** start of Exercise data **

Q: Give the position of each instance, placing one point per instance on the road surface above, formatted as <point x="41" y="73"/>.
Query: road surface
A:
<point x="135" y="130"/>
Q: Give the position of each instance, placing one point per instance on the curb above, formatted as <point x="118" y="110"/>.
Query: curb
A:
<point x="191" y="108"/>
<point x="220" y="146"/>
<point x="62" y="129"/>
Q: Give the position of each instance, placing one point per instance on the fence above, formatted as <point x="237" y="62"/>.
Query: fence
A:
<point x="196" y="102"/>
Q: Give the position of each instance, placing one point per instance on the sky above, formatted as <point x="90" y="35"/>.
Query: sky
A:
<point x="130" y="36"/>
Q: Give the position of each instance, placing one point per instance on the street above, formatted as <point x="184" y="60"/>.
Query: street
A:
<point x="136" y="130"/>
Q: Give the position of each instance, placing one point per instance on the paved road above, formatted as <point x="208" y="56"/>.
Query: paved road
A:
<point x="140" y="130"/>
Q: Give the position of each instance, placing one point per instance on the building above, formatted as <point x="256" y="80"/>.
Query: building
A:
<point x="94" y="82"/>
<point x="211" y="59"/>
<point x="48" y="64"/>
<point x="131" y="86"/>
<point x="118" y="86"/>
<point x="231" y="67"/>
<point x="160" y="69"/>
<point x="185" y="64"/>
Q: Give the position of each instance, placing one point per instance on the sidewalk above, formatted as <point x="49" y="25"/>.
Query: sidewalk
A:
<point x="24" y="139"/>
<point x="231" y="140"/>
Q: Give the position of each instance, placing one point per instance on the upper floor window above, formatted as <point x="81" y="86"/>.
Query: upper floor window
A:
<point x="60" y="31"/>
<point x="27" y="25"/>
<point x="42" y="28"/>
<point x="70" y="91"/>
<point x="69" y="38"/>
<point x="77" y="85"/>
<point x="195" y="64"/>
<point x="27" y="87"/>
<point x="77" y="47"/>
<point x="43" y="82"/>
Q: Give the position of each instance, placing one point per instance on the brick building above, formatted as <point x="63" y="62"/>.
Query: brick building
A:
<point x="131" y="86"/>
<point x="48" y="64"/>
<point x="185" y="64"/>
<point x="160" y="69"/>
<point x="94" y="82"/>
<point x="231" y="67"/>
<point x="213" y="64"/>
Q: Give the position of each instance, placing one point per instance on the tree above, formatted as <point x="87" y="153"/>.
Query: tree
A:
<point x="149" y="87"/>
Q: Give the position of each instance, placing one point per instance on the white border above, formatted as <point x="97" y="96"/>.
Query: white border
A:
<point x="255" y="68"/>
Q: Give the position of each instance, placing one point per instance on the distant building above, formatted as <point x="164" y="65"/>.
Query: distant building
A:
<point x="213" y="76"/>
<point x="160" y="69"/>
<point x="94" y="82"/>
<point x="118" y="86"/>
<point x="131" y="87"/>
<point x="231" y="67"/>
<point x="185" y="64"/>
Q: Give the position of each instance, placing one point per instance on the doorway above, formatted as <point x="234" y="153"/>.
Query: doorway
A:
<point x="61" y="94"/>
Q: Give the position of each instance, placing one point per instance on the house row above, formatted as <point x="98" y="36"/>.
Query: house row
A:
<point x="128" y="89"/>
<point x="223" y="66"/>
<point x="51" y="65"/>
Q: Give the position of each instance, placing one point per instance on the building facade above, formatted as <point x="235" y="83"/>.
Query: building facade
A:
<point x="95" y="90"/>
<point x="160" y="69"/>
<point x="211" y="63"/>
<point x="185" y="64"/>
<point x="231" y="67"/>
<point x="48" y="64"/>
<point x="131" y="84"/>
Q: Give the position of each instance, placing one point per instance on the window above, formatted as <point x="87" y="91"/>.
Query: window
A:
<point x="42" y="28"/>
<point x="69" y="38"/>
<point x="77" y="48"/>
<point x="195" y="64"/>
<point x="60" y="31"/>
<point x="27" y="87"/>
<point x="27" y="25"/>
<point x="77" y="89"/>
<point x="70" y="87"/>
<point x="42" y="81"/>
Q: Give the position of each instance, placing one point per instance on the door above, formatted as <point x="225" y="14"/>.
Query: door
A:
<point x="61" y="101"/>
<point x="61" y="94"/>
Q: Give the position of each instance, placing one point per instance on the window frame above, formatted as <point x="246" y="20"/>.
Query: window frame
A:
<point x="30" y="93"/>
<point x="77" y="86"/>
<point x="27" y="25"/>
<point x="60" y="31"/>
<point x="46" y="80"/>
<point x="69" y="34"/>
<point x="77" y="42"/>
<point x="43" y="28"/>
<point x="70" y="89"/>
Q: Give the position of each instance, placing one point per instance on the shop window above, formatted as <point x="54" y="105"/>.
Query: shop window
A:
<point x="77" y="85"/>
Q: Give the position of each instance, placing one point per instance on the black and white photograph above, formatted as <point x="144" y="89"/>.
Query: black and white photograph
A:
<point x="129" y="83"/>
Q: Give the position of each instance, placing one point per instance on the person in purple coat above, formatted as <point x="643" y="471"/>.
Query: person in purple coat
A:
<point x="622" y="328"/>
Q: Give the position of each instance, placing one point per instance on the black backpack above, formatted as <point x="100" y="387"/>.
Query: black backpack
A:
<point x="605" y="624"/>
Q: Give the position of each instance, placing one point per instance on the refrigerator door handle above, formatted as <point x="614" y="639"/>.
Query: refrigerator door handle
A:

** end of Exercise data **

● Exercise objective
All of the records must be retyped exactly as they are.

● Final answer
Q: Give the position of each instance, placing one point per instance on the road surface above, formatted as <point x="41" y="73"/>.
Query: road surface
A:
<point x="135" y="130"/>
Q: Give the position of each instance, placing one point per instance on the curb above, formatted as <point x="118" y="110"/>.
Query: curb
A:
<point x="191" y="108"/>
<point x="220" y="146"/>
<point x="62" y="129"/>
Q: Give the position of each instance, placing one point per instance on the fence above, formatted as <point x="237" y="62"/>.
Query: fence
A:
<point x="196" y="102"/>
Q: Give the position of each instance, placing one point per instance on the sky above, formatted as <point x="90" y="35"/>.
Query: sky
A:
<point x="130" y="36"/>
Q: Give the position of each instance, placing one point per instance on the street above, formatted as <point x="184" y="60"/>.
Query: street
A:
<point x="136" y="130"/>
Q: Give the position of each instance, placing one point per instance on the paved road above, formatted as <point x="208" y="56"/>.
Query: paved road
A:
<point x="140" y="130"/>
Q: Give the position of each instance, placing one point per instance on the building above, formatted as <point x="256" y="80"/>.
Query: building
A:
<point x="94" y="82"/>
<point x="211" y="59"/>
<point x="48" y="64"/>
<point x="131" y="86"/>
<point x="118" y="86"/>
<point x="231" y="67"/>
<point x="160" y="69"/>
<point x="185" y="64"/>
Q: Give the position of each instance, placing one point per instance on the sidewalk above, formatted as <point x="49" y="25"/>.
Query: sidewalk
A:
<point x="24" y="139"/>
<point x="231" y="140"/>
Q: Give the position of each instance, placing one point per instance on the upper floor window above, formatted as <point x="81" y="86"/>.
Query: upper floor window
A:
<point x="60" y="31"/>
<point x="27" y="25"/>
<point x="42" y="28"/>
<point x="70" y="91"/>
<point x="69" y="38"/>
<point x="77" y="85"/>
<point x="195" y="64"/>
<point x="27" y="87"/>
<point x="77" y="47"/>
<point x="43" y="82"/>
Q: Give the position of each instance, placing one point per instance on the brick building above, formatted as <point x="63" y="62"/>.
Query: brick building
A:
<point x="131" y="86"/>
<point x="48" y="64"/>
<point x="185" y="64"/>
<point x="160" y="69"/>
<point x="94" y="82"/>
<point x="231" y="67"/>
<point x="213" y="64"/>
Q: Give the position of each instance, placing one point per instance on the tree above, formatted as <point x="87" y="153"/>.
Query: tree
A:
<point x="149" y="87"/>
Q: Give the position of each instance, placing one point per instance on the white border above, formatted as <point x="97" y="96"/>.
Query: white border
A:
<point x="255" y="68"/>
Q: Give the position of each instance, placing one point per instance on the distant building above, formatted as <point x="164" y="65"/>.
Query: distant building
A:
<point x="213" y="76"/>
<point x="160" y="69"/>
<point x="94" y="82"/>
<point x="118" y="86"/>
<point x="131" y="87"/>
<point x="231" y="67"/>
<point x="185" y="64"/>
Q: Give the position of each instance, placing one point per instance on the doorway above, formatted as <point x="234" y="153"/>.
Query: doorway
A:
<point x="61" y="94"/>
Q: Give the position of each instance, placing one point per instance on the house row above, formatted as <point x="98" y="36"/>.
Query: house row
A:
<point x="128" y="89"/>
<point x="223" y="66"/>
<point x="51" y="65"/>
Q: Give the position of each instance, placing one point per instance on the building facade above, formatted as <point x="235" y="83"/>.
Query: building facade
A:
<point x="95" y="90"/>
<point x="160" y="69"/>
<point x="211" y="63"/>
<point x="185" y="64"/>
<point x="231" y="67"/>
<point x="48" y="64"/>
<point x="131" y="84"/>
Q: Give the position of each instance, placing one point per instance on the window above, formatted as <point x="87" y="91"/>.
Query: window
A:
<point x="42" y="28"/>
<point x="69" y="38"/>
<point x="77" y="48"/>
<point x="195" y="64"/>
<point x="60" y="31"/>
<point x="27" y="87"/>
<point x="27" y="25"/>
<point x="77" y="89"/>
<point x="70" y="87"/>
<point x="42" y="81"/>
Q: Give the position of each instance, placing one point per instance on the door above, formatted as <point x="225" y="14"/>.
Query: door
A:
<point x="61" y="101"/>
<point x="61" y="94"/>
Q: Give the position of each instance, placing one point per instance on the window frame above, formatted as <point x="246" y="20"/>.
Query: window frame
A:
<point x="30" y="93"/>
<point x="77" y="86"/>
<point x="27" y="25"/>
<point x="60" y="31"/>
<point x="46" y="80"/>
<point x="69" y="34"/>
<point x="77" y="42"/>
<point x="43" y="28"/>
<point x="70" y="89"/>
Q: Give the position of each instance, placing one point per instance on the shop window above, formatted as <point x="54" y="105"/>.
Query: shop window
A:
<point x="77" y="85"/>
Q: Give the position of each instance, placing one point per instance on the black and white photograph above, formatted as <point x="144" y="89"/>.
Query: black and white photograph
A:
<point x="129" y="83"/>
Q: Give the position of each instance, placing one point per instance on the person in purple coat above, formatted as <point x="643" y="471"/>.
Query: person in purple coat
A:
<point x="622" y="328"/>
Q: Give the position of each instance, placing one point per instance on the black backpack above, formatted as <point x="100" y="387"/>.
Query: black backpack
A:
<point x="605" y="624"/>
Q: Give the position of each instance, placing one point per instance on the refrigerator door handle above, formatted as <point x="614" y="639"/>.
Query: refrigerator door handle
A:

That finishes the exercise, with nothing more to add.